No dobra, trochę testów gogli było, gierek też, a i uderzenie w parapet zaliczone
Samo wyciąganie gogli to już spore zaskoczenie. Pamiętam tak sobie spakowane PS4 i świetnie zapakowanego xboxa. To były ogromne różnice w otwieraniu kolejnego gadżetu, gdzie Microsoft zrobił to perfekcyjnie. PS VR też w końcu został ładnie spakowany i osobiście lubię takie detale. Kabli oczywiście całe mnóstwo, na szczęście większość można spokojnie schować. Niestety nie lubię jak coś na stałe musi być podpięte do PS4, a tak właśnie jest z VR i denerwuje mnie ten na stałe przypięty kabel usb. Na dodatkowy plus zasługuje pudełko, bo może służyć jako kuferek do gogli.
* * * * * * *
ZESTAW ZADAŃ:
(A) Do czego według tekstu o goglach PS VR może służyć pudełko?
(B) Zamień w tekście o goglach PS VR "PS4" na "PlayStation 4" i przepisz go od "No dobra, trochę" do "kuferek do gogli.".
(C) Podejmij tekst o goglach PS VR od miejsca, w którym się kończy, i dopisz jego dalszy ciąg.
Wpisy stanowią osobny materiał, niezwiązany z tekstem o goglach PS VR.

PRZEKAZANE INFORMACJE:
* * * * * * *
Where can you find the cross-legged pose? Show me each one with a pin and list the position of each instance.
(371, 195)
* * * * * * *
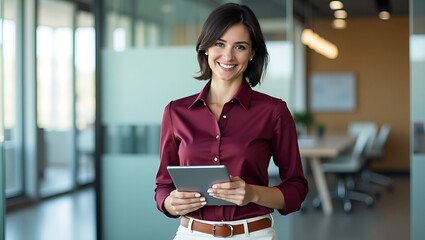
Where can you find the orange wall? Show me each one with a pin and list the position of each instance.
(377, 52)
* * * * * * *
ODPOWIEDZI DO ZADAŃ:
(A) Może służyć jako kuferek do gogli.

(B)
No dobra, trochę testów gogli było, gierek też, a i uderzenie w parapet zaliczone
Samo wyciąganie gogli to już spore zaskoczenie. Pamiętam tak sobie spakowane PlayStation 4 i świetnie zapakowanego xboxa. To były ogromne różnice w otwieraniu kolejnego gadżetu, gdzie Microsoft zrobił to perfekcyjnie. PS VR też w końcu został ładnie spakowany i osobiście lubię takie detale. Kabli oczywiście całe mnóstwo, na szczęście większość można spokojnie schować. Niestety nie lubię jak coś na stałe musi być podpięte do PlayStation 4, a tak właśnie jest z VR i denerwuje mnie ten na stałe przypięty kabel usb. Na dodatkowy plus zasługuje pudełko, bo może służyć jako kuferek do gogli.

(C)
Kabli mnóstwo, na szczęście wszystko zostało bardzo ładnie wytłumaczone w instrukcji, a i dodali znaki Playstation aby każdy wiedział jak dokładnie podłączyć kabelki. Do gogli idą dwa połaczone kable i w sumie szybko o tym się zapomina, a bałem się, że będzie z tym bardzo źle, kabel jest długi, więc nie powinno być żadnych problemów z graniem, zwłaszcza, że Sony preferuje do grania styl siedzący na kanapie.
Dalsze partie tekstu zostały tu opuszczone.